▸ **SOURCE MATERIAL**:
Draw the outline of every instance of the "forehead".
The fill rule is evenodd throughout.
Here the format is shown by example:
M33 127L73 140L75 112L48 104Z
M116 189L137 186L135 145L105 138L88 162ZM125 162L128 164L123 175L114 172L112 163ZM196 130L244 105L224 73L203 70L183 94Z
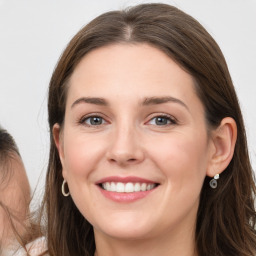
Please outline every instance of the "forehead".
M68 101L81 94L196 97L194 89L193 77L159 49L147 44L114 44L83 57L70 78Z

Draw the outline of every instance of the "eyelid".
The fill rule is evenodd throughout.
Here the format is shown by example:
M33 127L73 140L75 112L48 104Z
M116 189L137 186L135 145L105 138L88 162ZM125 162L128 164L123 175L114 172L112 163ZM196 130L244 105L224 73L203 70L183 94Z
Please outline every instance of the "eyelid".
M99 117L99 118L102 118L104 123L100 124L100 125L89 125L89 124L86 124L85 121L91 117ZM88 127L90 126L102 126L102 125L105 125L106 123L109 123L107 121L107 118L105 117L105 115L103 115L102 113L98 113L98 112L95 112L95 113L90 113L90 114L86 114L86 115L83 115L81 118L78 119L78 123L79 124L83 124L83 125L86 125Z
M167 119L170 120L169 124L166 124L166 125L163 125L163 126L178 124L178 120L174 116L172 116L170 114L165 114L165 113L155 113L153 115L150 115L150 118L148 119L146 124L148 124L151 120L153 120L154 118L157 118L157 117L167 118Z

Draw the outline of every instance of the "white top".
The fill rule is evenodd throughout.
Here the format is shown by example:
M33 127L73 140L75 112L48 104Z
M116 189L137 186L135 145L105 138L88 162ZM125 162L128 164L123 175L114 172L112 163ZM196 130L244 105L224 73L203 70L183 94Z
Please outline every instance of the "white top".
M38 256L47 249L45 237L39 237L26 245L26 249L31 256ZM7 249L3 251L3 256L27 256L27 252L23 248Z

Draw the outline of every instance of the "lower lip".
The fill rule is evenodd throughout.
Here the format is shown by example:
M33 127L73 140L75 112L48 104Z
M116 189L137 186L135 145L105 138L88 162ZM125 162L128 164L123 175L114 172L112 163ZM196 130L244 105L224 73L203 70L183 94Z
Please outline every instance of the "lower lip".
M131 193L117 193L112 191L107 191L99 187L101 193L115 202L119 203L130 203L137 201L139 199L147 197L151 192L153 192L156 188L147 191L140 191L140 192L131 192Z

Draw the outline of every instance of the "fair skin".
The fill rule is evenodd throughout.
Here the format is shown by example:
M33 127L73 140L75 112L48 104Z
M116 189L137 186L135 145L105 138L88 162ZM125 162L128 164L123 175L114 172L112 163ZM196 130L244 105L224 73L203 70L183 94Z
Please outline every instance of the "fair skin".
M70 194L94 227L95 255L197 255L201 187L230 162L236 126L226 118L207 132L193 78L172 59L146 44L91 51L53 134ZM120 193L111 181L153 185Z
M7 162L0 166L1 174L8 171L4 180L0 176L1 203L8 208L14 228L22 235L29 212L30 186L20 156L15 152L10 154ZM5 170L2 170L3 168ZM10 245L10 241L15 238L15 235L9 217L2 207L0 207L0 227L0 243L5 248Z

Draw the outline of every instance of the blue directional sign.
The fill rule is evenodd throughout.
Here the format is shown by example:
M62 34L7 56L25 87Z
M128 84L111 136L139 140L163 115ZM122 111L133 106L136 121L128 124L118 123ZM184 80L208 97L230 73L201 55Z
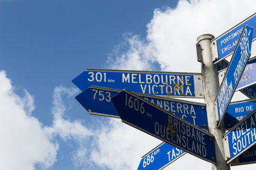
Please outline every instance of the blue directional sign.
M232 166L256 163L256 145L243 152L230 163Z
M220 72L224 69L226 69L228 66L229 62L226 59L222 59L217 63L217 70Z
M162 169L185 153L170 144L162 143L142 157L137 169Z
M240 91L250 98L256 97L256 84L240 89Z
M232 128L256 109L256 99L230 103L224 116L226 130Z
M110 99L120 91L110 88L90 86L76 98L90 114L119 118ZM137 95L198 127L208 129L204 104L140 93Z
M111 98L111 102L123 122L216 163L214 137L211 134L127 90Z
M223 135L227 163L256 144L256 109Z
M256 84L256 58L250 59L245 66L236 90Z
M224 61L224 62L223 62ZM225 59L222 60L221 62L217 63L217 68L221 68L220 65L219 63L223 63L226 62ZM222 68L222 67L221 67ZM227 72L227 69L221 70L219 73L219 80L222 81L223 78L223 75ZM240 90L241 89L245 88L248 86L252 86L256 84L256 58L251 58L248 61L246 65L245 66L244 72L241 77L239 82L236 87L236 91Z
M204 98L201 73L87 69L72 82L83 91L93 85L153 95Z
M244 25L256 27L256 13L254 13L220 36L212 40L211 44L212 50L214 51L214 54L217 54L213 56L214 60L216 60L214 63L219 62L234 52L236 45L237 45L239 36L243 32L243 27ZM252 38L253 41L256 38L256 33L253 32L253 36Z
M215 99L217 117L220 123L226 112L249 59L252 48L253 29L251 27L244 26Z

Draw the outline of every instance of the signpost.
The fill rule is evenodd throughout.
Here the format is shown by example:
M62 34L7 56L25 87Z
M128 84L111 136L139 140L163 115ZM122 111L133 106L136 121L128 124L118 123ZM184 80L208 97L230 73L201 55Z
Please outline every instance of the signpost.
...
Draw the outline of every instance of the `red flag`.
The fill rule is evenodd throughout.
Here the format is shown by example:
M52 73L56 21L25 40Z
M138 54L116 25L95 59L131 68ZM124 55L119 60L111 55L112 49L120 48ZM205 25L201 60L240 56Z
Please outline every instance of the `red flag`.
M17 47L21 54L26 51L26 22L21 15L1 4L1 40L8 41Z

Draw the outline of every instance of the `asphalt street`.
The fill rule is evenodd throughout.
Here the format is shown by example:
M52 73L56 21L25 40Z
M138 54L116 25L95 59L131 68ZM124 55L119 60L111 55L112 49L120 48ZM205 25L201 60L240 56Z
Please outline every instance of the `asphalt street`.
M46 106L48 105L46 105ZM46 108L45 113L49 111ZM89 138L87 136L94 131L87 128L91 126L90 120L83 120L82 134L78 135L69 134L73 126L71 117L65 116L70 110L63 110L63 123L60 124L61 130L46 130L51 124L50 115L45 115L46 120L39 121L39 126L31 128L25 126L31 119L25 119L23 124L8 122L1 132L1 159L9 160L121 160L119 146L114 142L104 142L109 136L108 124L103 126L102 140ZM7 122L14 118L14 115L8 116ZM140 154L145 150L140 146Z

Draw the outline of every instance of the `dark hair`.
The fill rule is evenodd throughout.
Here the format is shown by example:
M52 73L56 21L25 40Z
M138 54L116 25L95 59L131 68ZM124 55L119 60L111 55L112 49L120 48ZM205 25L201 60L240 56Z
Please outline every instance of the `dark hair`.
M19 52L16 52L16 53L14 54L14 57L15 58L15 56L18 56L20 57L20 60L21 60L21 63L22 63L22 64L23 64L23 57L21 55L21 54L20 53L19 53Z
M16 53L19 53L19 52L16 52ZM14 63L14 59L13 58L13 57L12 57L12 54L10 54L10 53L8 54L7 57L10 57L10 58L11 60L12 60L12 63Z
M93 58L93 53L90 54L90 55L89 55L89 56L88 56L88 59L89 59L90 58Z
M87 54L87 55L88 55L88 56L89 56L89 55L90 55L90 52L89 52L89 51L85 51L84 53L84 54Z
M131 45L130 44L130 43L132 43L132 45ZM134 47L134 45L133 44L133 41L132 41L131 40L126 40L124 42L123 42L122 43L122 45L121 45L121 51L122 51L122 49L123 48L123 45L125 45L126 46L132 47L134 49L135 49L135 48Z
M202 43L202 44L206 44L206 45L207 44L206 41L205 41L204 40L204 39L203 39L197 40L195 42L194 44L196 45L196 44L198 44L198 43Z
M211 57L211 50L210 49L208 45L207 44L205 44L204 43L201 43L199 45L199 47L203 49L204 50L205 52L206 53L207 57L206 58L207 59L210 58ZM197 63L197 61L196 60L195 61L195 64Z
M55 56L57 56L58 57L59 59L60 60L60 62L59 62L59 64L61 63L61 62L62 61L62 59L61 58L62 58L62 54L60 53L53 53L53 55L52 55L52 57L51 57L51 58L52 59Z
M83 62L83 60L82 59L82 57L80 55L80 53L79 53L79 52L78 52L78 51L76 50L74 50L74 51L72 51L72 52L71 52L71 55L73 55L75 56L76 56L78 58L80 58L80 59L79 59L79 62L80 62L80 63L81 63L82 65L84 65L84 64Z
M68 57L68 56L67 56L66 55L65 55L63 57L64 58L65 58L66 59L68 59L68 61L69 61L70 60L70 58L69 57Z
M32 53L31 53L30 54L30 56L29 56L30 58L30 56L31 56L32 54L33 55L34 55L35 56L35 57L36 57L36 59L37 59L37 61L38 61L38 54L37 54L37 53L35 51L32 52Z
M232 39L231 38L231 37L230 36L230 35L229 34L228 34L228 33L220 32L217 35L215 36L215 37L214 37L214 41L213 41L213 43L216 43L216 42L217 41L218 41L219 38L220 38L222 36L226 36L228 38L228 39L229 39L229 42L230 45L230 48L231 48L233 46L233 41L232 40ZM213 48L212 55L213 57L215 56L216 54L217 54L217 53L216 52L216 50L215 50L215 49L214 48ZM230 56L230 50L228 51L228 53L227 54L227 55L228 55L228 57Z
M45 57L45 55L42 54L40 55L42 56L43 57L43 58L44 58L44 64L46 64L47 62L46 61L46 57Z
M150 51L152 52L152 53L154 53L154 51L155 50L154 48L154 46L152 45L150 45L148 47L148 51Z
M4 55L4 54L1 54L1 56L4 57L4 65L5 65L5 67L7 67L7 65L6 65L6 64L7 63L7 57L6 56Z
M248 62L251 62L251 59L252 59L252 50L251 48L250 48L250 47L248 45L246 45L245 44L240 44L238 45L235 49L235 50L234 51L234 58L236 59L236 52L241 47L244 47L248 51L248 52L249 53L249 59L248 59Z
--
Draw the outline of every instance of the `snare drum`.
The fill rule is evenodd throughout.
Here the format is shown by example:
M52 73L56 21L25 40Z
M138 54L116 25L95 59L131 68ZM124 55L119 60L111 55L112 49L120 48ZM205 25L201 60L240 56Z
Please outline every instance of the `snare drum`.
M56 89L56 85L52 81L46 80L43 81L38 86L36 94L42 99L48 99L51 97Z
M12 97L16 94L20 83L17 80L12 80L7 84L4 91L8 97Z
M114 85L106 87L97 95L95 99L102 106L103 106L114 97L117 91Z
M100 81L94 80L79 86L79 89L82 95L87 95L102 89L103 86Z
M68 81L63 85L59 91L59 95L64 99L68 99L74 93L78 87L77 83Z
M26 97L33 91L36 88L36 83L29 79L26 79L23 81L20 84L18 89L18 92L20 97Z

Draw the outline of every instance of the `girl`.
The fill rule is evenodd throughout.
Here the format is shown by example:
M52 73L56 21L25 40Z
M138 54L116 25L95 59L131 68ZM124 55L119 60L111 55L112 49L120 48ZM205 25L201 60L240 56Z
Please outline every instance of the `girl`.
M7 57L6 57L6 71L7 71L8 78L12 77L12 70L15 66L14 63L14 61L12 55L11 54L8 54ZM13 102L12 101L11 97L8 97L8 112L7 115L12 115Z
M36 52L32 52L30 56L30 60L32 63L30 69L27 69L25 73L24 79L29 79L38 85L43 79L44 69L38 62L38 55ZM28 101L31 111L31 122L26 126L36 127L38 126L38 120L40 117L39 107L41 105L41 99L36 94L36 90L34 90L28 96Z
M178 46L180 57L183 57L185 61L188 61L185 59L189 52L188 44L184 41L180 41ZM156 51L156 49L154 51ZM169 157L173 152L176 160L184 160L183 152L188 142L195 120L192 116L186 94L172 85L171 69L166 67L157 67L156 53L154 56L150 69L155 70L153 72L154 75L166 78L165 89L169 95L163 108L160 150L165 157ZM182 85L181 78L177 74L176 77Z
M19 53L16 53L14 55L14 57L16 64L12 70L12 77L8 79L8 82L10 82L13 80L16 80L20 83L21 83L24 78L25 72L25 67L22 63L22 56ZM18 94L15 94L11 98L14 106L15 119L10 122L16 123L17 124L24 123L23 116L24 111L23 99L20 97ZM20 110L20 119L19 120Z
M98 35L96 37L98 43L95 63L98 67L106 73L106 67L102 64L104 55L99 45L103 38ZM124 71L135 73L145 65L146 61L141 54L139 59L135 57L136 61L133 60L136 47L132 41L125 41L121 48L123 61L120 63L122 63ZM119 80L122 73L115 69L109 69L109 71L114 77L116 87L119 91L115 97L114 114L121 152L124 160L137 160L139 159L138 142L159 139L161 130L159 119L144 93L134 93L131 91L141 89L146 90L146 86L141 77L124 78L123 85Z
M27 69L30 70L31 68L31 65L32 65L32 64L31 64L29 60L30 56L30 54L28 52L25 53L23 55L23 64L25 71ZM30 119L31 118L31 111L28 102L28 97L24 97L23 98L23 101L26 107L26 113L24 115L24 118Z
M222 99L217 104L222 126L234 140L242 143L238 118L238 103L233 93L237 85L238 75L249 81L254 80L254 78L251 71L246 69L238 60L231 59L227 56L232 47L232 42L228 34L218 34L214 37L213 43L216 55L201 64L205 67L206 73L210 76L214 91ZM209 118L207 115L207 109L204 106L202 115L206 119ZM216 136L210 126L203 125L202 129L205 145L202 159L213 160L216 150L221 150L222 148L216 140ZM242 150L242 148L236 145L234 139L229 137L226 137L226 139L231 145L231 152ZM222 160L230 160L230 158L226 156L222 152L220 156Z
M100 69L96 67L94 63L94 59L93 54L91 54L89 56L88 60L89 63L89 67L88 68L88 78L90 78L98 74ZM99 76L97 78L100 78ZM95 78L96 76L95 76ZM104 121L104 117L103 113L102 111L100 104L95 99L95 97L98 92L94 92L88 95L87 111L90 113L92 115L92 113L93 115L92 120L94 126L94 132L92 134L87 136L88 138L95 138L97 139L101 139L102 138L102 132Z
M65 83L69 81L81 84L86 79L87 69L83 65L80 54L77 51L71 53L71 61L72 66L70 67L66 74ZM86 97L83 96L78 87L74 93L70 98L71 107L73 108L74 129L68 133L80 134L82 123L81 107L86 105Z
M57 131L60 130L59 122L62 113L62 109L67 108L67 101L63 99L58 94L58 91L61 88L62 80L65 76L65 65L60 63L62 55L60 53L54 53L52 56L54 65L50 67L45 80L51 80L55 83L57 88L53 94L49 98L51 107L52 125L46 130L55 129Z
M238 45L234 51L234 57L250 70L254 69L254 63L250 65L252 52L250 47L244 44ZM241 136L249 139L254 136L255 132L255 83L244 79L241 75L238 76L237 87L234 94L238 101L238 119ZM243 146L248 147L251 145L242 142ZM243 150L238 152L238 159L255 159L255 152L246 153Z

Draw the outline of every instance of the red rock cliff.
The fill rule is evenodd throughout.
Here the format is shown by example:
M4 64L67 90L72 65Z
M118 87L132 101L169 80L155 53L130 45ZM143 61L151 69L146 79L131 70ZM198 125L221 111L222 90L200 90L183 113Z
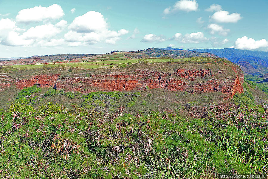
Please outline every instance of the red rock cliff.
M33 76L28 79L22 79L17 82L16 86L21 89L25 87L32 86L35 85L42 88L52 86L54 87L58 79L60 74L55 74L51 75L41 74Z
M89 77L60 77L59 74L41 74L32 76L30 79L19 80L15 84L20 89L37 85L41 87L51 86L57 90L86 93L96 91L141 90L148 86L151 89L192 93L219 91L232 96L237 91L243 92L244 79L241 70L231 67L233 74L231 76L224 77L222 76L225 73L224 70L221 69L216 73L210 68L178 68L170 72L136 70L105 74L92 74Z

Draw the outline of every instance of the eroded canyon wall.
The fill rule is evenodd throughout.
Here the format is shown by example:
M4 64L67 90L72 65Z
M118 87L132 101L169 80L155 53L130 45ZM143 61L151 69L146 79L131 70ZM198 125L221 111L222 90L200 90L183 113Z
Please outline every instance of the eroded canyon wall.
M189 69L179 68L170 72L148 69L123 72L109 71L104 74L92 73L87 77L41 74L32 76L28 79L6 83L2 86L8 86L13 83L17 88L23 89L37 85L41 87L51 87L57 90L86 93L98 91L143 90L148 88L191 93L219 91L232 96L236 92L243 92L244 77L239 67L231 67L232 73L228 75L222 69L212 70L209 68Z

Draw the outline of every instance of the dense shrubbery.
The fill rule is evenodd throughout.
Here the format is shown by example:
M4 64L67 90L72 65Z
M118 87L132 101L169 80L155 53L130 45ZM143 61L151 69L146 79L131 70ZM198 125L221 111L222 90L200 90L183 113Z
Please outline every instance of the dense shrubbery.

▸ **GIVEN TASK**:
Duplicate the records from the line containing "Draw the outline of every instance of the eroded" through the line containing "Please outline every instance of the dense", both lines included. Reproduce only those lines, with nothing changed.

▸ **EXPECTED OUTPUT**:
Draw the outline of every instance of the eroded canyon wall.
The fill rule is evenodd throughout.
Here the format is shown by example:
M4 64L67 90L72 65Z
M118 87L132 101L169 80L155 53L130 45ZM143 61L151 69L146 79L131 70ZM198 125L221 111L222 90L200 90L183 113Z
Please outline every instance of the eroded canyon wall.
M189 69L179 68L170 72L148 69L123 72L109 71L104 74L92 73L87 77L41 74L32 76L28 79L6 83L2 86L8 86L13 83L17 88L23 89L37 85L41 87L51 87L57 90L86 93L98 91L143 90L148 88L191 93L219 91L232 96L236 92L243 92L244 77L239 67L231 67L232 73L228 75L222 69L212 70L209 68Z

Draw the outline of every instance of the dense shrubbery.
The fill rule is evenodd throughout.
Here the format is shown by example:
M4 64L67 90L72 65Z
M118 87L132 101L169 80L155 53L130 45ZM143 61L151 69L146 79L131 70ZM198 125L221 111L222 90L200 90L183 113Z
Please outline every instance of the dense shrubbery.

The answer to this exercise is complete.